----- TASK DATA -----

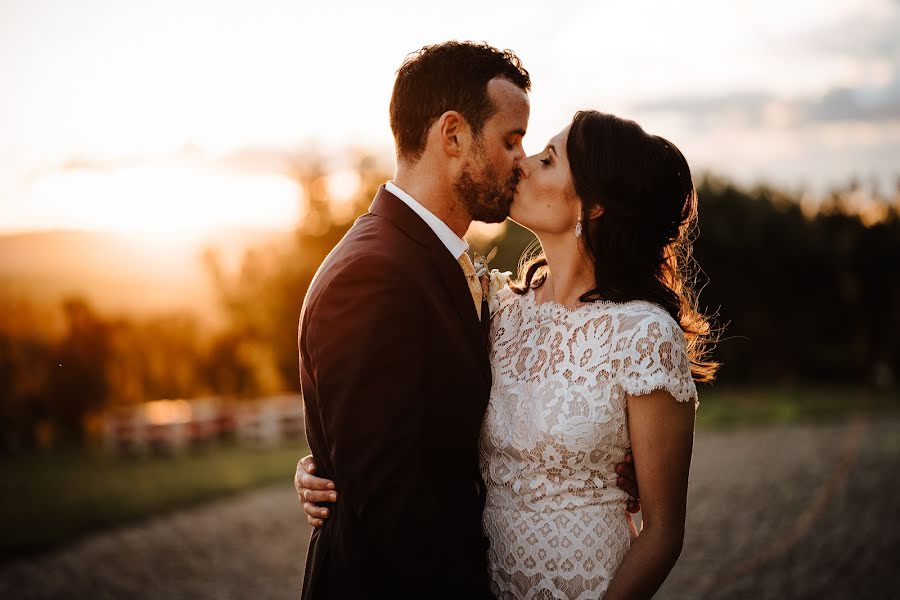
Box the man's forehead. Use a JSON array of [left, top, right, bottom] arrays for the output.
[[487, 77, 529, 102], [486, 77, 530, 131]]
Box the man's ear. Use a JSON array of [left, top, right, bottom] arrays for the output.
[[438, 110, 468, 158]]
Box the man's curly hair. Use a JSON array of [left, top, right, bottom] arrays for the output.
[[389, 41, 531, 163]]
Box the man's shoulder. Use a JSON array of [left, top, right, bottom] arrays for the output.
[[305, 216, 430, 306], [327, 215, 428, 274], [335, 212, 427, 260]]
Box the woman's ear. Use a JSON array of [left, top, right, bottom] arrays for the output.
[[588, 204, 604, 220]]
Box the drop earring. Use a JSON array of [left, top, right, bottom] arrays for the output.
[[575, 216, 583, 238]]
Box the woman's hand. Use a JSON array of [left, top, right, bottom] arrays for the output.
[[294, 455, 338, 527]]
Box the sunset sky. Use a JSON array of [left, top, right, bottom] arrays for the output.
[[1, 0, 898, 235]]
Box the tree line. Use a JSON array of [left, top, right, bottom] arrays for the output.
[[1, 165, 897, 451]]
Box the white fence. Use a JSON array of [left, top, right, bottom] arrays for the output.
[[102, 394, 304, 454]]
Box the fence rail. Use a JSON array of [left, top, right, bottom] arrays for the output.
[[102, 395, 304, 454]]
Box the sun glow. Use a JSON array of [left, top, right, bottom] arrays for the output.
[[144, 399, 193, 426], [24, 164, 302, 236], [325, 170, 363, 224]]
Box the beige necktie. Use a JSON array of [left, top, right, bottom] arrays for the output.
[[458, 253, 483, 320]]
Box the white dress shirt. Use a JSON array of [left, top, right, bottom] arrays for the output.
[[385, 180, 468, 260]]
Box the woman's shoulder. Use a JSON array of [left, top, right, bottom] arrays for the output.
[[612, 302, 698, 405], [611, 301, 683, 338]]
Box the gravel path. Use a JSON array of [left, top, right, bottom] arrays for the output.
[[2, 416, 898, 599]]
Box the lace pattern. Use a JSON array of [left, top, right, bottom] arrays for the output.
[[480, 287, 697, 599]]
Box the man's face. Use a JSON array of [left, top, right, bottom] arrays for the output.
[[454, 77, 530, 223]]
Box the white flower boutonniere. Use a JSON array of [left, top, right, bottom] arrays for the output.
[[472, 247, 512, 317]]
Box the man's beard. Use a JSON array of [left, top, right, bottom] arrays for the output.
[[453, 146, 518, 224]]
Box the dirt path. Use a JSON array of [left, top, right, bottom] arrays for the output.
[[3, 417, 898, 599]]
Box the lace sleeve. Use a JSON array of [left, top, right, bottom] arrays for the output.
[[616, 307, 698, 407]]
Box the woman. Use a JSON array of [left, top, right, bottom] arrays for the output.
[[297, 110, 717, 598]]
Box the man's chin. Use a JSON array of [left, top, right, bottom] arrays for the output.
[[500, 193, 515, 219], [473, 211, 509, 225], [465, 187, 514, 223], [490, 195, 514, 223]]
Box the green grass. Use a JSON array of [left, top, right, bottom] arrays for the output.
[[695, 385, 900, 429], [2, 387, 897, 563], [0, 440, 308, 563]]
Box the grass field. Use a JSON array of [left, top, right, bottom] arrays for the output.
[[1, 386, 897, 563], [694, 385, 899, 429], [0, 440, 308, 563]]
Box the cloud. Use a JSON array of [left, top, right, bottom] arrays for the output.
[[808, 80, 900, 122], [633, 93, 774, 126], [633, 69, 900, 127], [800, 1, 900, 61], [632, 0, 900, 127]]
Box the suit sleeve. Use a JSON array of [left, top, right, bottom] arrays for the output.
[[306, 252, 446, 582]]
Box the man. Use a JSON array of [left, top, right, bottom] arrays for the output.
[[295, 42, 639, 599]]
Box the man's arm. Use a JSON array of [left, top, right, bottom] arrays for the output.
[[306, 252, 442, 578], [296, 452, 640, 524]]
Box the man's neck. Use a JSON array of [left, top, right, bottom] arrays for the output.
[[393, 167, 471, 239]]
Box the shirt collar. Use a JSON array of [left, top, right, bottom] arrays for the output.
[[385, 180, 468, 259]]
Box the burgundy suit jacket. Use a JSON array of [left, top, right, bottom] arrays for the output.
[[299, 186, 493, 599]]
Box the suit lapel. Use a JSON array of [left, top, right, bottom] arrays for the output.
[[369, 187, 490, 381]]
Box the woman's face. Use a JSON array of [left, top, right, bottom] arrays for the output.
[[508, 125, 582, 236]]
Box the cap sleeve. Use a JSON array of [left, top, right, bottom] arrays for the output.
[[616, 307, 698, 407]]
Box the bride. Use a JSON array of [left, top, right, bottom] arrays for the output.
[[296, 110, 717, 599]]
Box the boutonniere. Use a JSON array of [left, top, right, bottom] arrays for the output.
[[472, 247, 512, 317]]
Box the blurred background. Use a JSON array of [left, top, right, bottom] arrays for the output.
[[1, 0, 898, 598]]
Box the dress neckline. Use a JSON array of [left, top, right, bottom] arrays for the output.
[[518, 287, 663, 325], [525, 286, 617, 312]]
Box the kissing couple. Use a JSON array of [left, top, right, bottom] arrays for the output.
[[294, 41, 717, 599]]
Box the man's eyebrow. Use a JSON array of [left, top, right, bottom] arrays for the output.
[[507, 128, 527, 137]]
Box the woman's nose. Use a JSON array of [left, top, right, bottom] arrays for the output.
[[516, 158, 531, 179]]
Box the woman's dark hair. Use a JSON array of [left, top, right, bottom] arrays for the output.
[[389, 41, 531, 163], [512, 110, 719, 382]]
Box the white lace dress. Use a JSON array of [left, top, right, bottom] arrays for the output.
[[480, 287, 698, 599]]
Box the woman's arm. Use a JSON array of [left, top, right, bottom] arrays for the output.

-----

ASSIGNMENT -> From the line containing "Box the boutonniere." to the last line of the data above, copy each line exactly and add nothing.

ANSWER TO THE EXERCISE ->
Box the boutonniere. Use a JSON array of [left, top, right, bottom] arrays for the output.
[[472, 247, 512, 317]]
Box the blurred background. Use a JSON array of [left, top, right, bottom] arrays for the output.
[[1, 0, 898, 598]]
Box the dress neckline. Use a JSON array of [left, top, right, bottom] arrays for the output.
[[518, 287, 663, 325], [525, 286, 617, 312]]
Box the kissing couple. Use a JSON array of [left, top, right, bottom] arrays for the output.
[[294, 41, 717, 599]]
Box the man's eyebrow. Use a JSON array of [left, top, right, bottom] arrays for the output.
[[507, 128, 527, 137]]
Box the woman's nose. Use a JSON array of [left, top, right, bottom] arrays for the output.
[[516, 158, 531, 179]]
Box the woman's dark hair. Use a JSON array of [left, top, right, bottom] arrays for the output.
[[389, 41, 531, 163], [512, 110, 719, 382]]
Box the white lace dress. Use a JSON array of [left, top, right, bottom] arrays for the output.
[[480, 287, 698, 599]]
Box the woman's arm. Use a JSON array of [left, top, right, bottom] arrays for the output.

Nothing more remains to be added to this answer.